▶ WORK INSTRUCTION
The answer must consist of every line below that contains the word "neck".

▶ TASK MATERIAL
>>
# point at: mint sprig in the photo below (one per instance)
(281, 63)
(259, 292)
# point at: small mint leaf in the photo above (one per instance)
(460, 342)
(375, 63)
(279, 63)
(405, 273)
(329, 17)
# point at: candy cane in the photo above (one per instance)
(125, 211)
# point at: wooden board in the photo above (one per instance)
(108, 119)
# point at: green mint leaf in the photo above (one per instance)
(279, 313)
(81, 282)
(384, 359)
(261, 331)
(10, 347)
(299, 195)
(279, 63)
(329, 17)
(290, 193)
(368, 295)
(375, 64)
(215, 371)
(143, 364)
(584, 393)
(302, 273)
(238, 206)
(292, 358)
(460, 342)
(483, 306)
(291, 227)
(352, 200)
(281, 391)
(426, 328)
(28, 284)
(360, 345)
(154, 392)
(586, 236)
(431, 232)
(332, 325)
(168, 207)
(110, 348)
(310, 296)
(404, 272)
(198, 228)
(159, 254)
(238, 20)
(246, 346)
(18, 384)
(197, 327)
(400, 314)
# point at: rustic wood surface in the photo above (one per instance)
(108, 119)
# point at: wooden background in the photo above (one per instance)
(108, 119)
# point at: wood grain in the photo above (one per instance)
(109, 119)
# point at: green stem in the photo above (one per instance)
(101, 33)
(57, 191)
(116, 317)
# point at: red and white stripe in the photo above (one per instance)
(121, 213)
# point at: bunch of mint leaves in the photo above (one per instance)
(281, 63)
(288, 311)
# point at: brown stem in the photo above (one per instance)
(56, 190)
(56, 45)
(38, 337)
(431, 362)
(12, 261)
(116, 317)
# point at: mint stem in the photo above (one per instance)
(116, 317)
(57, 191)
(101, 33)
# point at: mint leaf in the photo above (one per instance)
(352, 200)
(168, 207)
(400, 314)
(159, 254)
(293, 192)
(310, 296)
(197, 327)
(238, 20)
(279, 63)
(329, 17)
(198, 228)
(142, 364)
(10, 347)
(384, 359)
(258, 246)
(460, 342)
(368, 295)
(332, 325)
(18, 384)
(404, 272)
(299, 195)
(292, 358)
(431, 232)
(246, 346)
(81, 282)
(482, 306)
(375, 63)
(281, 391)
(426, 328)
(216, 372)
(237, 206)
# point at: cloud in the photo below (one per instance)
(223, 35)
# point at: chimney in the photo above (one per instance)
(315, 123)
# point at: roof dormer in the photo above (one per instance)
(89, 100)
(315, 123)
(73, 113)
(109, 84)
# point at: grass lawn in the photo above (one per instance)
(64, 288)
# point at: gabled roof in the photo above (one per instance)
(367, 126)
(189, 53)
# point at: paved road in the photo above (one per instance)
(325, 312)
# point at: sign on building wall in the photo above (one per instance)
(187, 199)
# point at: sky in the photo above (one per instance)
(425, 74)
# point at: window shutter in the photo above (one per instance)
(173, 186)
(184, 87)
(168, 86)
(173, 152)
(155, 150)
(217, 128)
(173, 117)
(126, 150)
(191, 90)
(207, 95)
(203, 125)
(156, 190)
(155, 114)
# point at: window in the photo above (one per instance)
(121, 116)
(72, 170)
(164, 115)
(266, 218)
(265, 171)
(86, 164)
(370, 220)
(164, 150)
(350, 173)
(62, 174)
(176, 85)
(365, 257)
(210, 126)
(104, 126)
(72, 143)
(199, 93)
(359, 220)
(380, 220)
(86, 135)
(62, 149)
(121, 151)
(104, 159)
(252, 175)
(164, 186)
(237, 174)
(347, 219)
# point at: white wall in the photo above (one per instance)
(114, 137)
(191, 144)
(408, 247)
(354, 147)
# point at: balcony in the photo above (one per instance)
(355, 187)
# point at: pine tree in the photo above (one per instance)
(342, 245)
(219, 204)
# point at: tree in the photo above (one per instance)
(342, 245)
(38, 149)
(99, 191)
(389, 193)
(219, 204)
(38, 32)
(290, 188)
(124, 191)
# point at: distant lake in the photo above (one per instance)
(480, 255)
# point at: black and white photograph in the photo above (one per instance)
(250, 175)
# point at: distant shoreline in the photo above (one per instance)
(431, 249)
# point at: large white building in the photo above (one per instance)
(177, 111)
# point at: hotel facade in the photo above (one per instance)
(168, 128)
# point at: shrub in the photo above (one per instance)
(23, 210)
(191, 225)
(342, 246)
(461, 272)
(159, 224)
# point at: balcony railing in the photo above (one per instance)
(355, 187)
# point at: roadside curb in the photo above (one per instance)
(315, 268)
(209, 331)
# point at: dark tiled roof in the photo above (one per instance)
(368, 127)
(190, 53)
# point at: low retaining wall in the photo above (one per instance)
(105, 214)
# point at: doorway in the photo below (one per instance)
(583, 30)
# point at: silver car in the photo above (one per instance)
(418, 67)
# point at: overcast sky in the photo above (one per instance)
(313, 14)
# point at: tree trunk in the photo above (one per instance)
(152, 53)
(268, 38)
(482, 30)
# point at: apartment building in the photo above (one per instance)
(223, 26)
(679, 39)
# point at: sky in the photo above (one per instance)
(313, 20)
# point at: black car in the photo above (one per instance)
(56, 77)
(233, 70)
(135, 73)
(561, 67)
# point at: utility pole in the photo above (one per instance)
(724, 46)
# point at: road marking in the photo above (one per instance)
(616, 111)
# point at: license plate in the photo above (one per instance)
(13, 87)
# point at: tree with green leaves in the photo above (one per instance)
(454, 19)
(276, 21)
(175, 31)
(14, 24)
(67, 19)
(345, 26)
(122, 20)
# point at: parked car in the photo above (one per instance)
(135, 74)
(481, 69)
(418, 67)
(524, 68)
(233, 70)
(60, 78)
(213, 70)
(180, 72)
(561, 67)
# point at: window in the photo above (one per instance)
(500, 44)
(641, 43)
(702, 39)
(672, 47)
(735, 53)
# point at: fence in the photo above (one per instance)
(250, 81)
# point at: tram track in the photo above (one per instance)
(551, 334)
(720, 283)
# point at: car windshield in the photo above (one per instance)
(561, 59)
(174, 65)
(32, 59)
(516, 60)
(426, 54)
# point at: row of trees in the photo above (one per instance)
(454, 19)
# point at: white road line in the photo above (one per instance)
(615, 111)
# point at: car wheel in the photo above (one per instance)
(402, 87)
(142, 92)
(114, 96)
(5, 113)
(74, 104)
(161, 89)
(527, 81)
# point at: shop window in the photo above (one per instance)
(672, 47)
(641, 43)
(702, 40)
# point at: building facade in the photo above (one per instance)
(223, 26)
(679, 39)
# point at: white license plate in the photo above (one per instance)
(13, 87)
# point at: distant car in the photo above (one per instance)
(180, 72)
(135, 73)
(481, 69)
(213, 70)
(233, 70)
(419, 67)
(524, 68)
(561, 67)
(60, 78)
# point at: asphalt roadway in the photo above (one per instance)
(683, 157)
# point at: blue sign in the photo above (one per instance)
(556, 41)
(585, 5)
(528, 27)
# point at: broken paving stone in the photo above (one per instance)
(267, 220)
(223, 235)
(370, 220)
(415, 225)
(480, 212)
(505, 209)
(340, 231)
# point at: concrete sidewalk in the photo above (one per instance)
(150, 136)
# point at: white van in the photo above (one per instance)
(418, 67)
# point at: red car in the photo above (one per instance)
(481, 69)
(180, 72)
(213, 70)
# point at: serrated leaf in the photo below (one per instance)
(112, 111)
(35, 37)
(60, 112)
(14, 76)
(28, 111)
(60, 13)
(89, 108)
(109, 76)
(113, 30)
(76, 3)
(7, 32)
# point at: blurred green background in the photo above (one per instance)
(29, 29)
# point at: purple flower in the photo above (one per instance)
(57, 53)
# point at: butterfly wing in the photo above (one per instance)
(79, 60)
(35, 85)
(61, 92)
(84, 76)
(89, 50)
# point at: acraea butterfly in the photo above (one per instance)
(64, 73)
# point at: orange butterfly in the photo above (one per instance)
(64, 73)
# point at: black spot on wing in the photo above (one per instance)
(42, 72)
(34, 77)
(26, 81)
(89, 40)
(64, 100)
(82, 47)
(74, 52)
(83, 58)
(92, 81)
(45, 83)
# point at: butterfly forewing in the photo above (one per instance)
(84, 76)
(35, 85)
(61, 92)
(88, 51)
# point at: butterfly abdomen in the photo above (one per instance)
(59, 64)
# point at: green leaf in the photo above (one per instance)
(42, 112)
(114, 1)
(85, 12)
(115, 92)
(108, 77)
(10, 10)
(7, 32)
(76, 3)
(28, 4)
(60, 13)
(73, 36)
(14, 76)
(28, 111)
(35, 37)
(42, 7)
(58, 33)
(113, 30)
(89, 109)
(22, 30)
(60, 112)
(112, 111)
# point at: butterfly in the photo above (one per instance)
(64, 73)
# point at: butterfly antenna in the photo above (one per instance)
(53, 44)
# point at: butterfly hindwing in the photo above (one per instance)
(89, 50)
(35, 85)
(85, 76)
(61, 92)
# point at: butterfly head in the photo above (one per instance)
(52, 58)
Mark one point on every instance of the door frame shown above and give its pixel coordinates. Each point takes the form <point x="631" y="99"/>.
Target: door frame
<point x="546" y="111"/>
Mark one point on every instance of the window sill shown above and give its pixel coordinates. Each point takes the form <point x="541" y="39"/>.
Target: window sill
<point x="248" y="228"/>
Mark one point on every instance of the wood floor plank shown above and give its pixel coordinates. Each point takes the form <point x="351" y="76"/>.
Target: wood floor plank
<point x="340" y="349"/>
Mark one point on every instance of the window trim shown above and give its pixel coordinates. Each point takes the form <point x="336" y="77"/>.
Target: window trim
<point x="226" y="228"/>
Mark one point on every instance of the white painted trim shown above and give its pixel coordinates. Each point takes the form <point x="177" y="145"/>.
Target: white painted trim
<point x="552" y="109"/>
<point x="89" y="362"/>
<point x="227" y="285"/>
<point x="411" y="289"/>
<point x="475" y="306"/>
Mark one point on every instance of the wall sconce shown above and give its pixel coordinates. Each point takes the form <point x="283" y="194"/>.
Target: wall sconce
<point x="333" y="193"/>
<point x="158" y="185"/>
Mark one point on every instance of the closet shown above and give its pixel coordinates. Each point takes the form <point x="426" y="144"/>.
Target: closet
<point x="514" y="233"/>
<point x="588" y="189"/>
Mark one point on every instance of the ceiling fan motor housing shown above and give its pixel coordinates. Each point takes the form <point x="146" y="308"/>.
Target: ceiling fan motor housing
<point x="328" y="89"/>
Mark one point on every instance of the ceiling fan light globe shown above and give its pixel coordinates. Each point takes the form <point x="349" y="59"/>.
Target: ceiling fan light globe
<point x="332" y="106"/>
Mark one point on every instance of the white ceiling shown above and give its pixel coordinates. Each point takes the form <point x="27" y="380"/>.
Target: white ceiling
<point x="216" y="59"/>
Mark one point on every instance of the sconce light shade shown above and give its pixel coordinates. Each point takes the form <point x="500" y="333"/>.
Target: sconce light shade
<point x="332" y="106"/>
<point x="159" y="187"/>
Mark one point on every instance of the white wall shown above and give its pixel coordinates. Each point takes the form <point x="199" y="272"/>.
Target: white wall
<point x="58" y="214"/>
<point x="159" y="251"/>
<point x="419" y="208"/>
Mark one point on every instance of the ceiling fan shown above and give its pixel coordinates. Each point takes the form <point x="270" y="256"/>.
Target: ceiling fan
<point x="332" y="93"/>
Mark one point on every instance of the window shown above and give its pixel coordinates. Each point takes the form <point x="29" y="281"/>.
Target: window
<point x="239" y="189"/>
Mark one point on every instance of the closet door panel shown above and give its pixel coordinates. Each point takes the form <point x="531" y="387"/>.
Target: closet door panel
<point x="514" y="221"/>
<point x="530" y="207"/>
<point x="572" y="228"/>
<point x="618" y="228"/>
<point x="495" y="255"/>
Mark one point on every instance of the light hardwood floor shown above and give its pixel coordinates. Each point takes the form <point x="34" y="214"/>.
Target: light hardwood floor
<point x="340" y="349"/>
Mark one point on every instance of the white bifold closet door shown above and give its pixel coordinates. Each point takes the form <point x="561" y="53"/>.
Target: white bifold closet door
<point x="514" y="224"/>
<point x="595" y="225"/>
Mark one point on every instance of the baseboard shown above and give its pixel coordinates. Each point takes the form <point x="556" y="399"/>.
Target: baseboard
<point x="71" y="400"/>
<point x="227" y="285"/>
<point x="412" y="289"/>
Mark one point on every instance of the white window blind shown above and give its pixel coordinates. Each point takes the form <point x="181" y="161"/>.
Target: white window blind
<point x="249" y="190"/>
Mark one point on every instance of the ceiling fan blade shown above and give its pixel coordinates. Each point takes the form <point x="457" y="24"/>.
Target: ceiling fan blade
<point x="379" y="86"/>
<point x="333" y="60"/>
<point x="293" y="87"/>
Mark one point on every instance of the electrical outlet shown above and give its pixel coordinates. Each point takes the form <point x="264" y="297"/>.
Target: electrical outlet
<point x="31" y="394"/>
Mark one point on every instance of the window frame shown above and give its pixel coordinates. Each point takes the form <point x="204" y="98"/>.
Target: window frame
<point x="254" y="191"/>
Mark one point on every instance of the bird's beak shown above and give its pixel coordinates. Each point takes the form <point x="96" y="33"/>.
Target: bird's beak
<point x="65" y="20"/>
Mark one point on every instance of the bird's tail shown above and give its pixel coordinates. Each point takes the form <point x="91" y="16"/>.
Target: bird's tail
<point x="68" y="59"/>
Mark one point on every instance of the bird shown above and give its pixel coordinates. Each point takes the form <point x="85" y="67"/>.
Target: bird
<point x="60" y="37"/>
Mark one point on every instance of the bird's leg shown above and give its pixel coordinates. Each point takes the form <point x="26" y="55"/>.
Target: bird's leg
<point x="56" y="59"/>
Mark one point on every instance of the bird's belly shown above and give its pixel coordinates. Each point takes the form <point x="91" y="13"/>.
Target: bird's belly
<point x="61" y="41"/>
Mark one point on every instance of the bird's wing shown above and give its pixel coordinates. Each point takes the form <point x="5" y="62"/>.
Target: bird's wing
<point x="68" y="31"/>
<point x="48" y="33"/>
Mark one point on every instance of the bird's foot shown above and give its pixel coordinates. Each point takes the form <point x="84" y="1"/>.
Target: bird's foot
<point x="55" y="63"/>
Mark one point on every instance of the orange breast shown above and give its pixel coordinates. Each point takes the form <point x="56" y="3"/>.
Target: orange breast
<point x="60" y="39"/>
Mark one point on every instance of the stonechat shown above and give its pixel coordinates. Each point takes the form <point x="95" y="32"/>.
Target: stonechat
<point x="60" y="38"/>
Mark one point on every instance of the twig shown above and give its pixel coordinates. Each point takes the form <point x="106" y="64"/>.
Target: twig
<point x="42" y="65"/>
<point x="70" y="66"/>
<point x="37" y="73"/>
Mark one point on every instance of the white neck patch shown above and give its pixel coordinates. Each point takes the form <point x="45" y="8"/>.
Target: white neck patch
<<
▶ EXERCISE RESULT
Mark one point on every instance of the white neck patch shown above and give its pixel coordinates. Each point takes the form <point x="45" y="8"/>.
Target: white neck patch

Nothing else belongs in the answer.